• [TEXT SHOWN]:
During the early years of the twentieth century, the leadership of newly-established women’s colleges played a pivotal role in advancing the cause of women’s suffrage. At the Woman’s College of Baltimore, soon to be known as Goucher College, faculty took an active role in advocating for women’s suffrage and influenced students to join the movement. One of the leading suffragists among the faculty was Lilian Welsh.

Born in Pennsylvania, Welsh attended the Woman’s Medical College of Pennsylvania, where she earned her M.D. in 1889, and the University of Zurich, in Switzerland, where she continued her medical training. In 1894, she came to Baltimore and joined the faculty of the Woman’s College of Baltimore as professor of Physiology and Hygiene. Outside of the college, Welsh became involved in the numerous public health initiatives of Progressive Era Baltimore, as a member of the Maryland State Tuberculosis Commission and the Maryland Society of Social Hygiene. She also served on the board and provided medical care for working class women at the Evening Dispensary for Working Women and Girls of Baltimore City. Welsh’s involvement in public health issues and medical care for the poor provided her with insight into problems that government actions could alleviate. However, her ability to influence government policy, she came to realize, was limited by her lack of access to the ballot.

In her memoir, Welsh admitted that “when I came to Baltimore, I was a suffragist, but I had never lifted a finger nor contributed time nor money to advance the suffrage cause.” However, her medical work among the poor in Baltimore gradually convinced her “that the ballot was a very important tool in securing social legislation. . . .It was clear to me after appearing before committees of the legislature that a request to legislators would have much greater force when we could say ‘thousands of voters stand behind this request,’ instead of ‘thousands of women desire such legislation.’”

• [SUPPLIED INFORMATION]:
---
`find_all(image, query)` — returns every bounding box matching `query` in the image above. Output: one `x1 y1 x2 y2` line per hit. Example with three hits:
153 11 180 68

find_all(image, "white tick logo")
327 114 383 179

• [ACTIVITY]: Repeat the passage from the text on Lilian Welsh and women's suffrage exactly, from "During the early" to "was Lilian Welsh.".

• [RESULT OF THIS TASK]:
During the early years of the twentieth century, the leadership of newly-established women’s colleges played a pivotal role in advancing the cause of women’s suffrage. At the Woman’s College of Baltimore, soon to be known as Goucher College, faculty took an active role in advocating for women’s suffrage and influenced students to join the movement. One of the leading suffragists among the faculty was Lilian Welsh.